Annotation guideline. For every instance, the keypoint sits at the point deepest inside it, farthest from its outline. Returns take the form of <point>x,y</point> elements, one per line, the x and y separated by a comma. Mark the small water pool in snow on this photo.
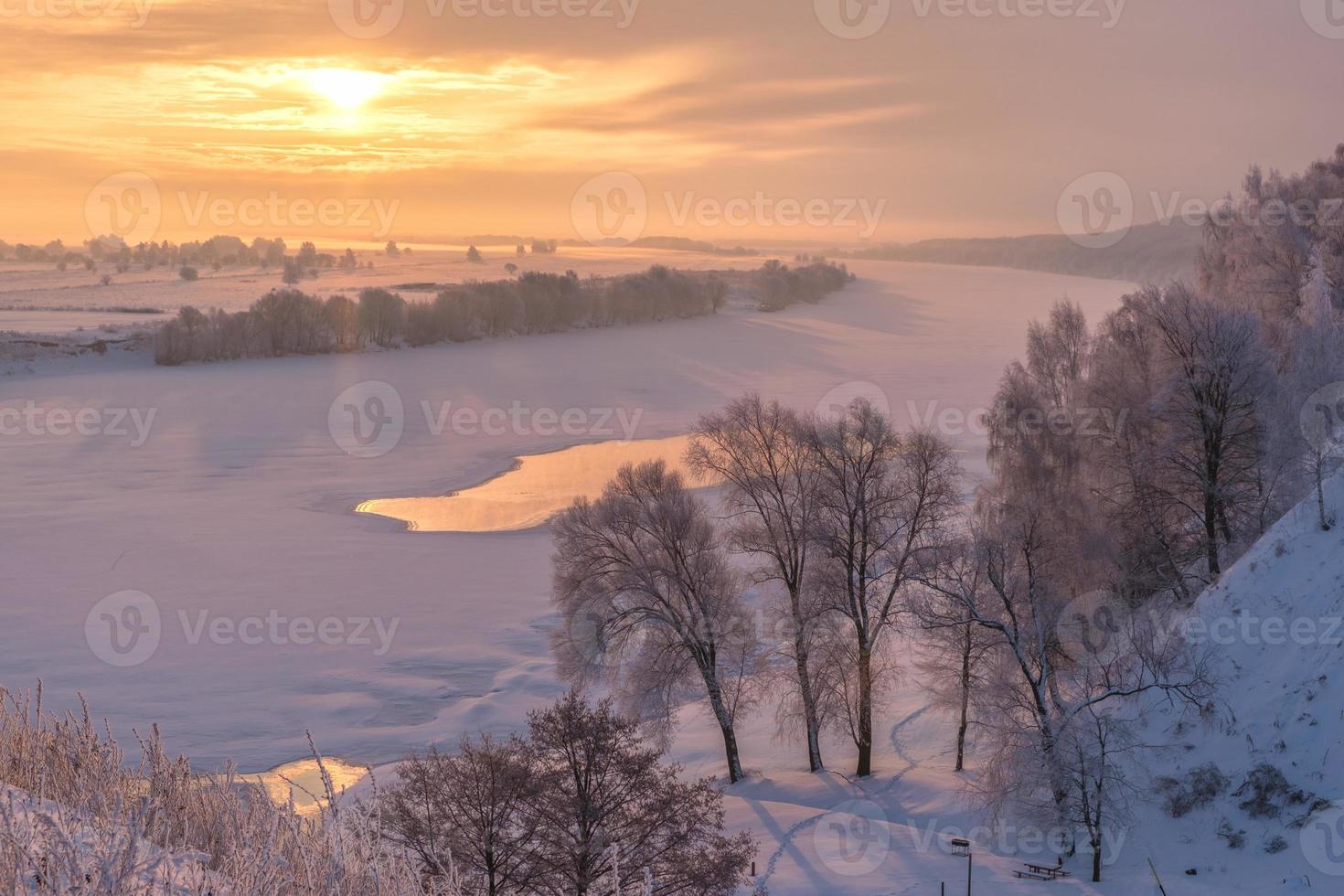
<point>303,779</point>
<point>527,496</point>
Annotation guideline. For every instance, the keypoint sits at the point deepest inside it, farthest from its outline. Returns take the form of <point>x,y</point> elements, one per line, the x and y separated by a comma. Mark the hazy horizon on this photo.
<point>489,117</point>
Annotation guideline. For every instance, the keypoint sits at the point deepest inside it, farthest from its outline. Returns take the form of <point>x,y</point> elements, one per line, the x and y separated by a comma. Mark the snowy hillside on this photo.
<point>1270,752</point>
<point>1278,709</point>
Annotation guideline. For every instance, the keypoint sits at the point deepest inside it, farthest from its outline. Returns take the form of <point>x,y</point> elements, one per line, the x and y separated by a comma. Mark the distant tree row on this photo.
<point>214,252</point>
<point>781,285</point>
<point>289,321</point>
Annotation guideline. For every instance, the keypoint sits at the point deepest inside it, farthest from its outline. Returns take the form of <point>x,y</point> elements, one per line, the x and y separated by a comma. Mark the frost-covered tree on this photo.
<point>772,485</point>
<point>468,813</point>
<point>884,509</point>
<point>609,815</point>
<point>651,603</point>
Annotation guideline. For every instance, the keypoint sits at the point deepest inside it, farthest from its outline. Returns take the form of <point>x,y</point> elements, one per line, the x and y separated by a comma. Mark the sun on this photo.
<point>346,88</point>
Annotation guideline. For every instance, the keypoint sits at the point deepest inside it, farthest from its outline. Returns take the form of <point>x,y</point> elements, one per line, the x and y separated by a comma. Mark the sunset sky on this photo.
<point>475,123</point>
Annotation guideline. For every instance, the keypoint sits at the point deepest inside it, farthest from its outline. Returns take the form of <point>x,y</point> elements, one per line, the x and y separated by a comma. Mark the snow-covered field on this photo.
<point>219,496</point>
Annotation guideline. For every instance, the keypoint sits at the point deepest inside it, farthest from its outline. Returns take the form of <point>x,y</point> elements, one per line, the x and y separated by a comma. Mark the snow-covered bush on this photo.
<point>77,818</point>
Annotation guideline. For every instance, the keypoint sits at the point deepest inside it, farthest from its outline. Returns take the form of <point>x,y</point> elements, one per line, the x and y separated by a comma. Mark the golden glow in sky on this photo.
<point>488,121</point>
<point>346,88</point>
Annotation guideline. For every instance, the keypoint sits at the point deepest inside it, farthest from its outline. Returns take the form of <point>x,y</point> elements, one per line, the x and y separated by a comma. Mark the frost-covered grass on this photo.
<point>77,818</point>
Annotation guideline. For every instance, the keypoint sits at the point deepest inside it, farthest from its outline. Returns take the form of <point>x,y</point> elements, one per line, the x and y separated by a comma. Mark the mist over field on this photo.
<point>617,448</point>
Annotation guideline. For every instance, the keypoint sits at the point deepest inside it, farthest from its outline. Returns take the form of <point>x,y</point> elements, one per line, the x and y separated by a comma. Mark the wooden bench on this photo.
<point>1049,870</point>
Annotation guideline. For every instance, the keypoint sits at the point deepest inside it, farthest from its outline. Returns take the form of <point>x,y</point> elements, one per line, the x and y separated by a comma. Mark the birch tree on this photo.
<point>884,507</point>
<point>649,602</point>
<point>761,454</point>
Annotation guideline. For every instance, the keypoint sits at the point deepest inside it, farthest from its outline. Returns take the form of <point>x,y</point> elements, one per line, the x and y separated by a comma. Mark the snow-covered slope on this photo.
<point>1275,736</point>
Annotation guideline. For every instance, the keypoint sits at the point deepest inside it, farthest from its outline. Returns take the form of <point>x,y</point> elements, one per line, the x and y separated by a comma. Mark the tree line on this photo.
<point>580,805</point>
<point>1131,464</point>
<point>289,321</point>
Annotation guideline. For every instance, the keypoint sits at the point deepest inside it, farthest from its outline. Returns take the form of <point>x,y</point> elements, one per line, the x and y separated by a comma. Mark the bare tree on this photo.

◆ **TASK DESCRIPTION**
Rewrite all the items above with "keypoint" changed to "marker" and everything else kept the same. Leave out the pictures.

◆ **FINISHED EXERCISE**
Annotation guideline. For every instance, the marker sits at the point deepest inside it, farthest from its outline. Returns take the form of <point>x,y</point> elements, one per line, the x and y separated by a comma. Mark the small water pool in snow on this photo.
<point>303,779</point>
<point>527,496</point>
Annotation guideline. For every instance, the marker sits at the point deepest inside it, farthest from its outline. Returns take the form of <point>x,y</point> elements, one per line, the x and y separated by a comma. Mark the hazy horizon on this photo.
<point>489,117</point>
Annotation guideline. For every instance, the marker sits at the point deepest inside it, farthest from its outline. Returns take the form of <point>x,y</point> elements, one per line, the x and y separated by a comma. Mark the snowy hillside on this photo.
<point>1270,752</point>
<point>1278,709</point>
Annotation guideline. For every instance, the marker sits at the point deepest inside it, farthest from its outline. Returns take the form of <point>x,y</point> elements, one per line, the x and y separated by a comma. Mark the distant tree row on this photo.
<point>214,252</point>
<point>781,285</point>
<point>289,321</point>
Annotation guideline. For every instance, the marker sits at the point deepest inside it, farthest from its outline. Returns take the form of <point>x,y</point> elements, one per line, the x and y separated by a comma. Mark the frost-covered tree on this photo.
<point>772,485</point>
<point>468,813</point>
<point>884,509</point>
<point>609,815</point>
<point>651,603</point>
Annotation guideline. For every instance, the marker sits at the point deepest inside it, farthest from its outline. Returns take the form of <point>x,y</point> elements, one per line, the x and y separated by a comma. Mark the sun on this photo.
<point>346,88</point>
Annotation guideline. For every instance, the marker sits at the point deepest inside it, farthest from its outline. Returns take the form of <point>x,y</point> elements, one per line, the x and y separated by a comma. Mark the sunset sky on this photo.
<point>475,123</point>
Annotation guideline. For every instance, the marker sits at the point deepest inside it, farthest from its outline. Returns take the form of <point>x,y</point> elements, one per line, the x and y separated by a comma. Mark the snow-covered field on this photo.
<point>219,496</point>
Annotation guideline. For every instance, the marker sits at the point deepest inside it, farthest from its outline. Returns take the form of <point>x,y</point> elements, one per line, the x and y separated by a comma. Mark the snow-covered bush on this photo.
<point>77,818</point>
Annotation guideline. For every instance, the marker sits at the point deepest inside it, farthest from its outline. Returns take the form of <point>x,y</point> elements, one per line, the x and y separated by a comma. Mark the golden glow in sky on this photo.
<point>488,121</point>
<point>346,88</point>
Annotation guideline. For every instance, the marker sits at the point deepest inside it, farthest from its outline. Returns take the form of <point>x,y</point> elements, one per line, the x and y separated by a comma. Mark the frost-covered grass on this photo.
<point>77,818</point>
Annotation guideline. For every instance, the marker sits at the point deepest inside it, farthest from its outline. Returns take the form of <point>x,y</point> elements, one per line, the x and y separated by a comma. Mark the mist over field on this photo.
<point>617,448</point>
Annotation guideline. For every instance, the marker sits at the point deepest inside it, farthest from its outline. Returns take the form of <point>x,y</point> elements, one per line, the x and y separated by a comma. Mark the wooden bench on this photo.
<point>1049,870</point>
Annotation guideline. For every instance, the marker sits at the point deepest inside it, farthest from its outline. Returns take the form of <point>x,y</point> elements, one per line, the x and y separated by a comma. Mark the birch tree on this photo.
<point>884,507</point>
<point>649,602</point>
<point>761,454</point>
Annotation guideline. For every instance, the marker sits at the point deepest inside it, farthest from its outline. Returns take the form of <point>x,y</point> elements, one per line, the x and y separated by a comma. Mark the snow-covered slope on this photo.
<point>1275,736</point>
Annotation guideline. For every instance, the marker sits at the point deepest inside it, farthest from its outline. Returns take the form of <point>x,y</point> elements, one per line, the x and y separated by a comma. Mark the tree line on this photo.
<point>580,805</point>
<point>1131,464</point>
<point>289,321</point>
Annotation guideline. For every instance, the marker sits at the point deepest inside it, farthest from its outline. Returns take the form of <point>x,y</point> elements, one per line, the x and y separated by a comma. Mark the bare tree on this photo.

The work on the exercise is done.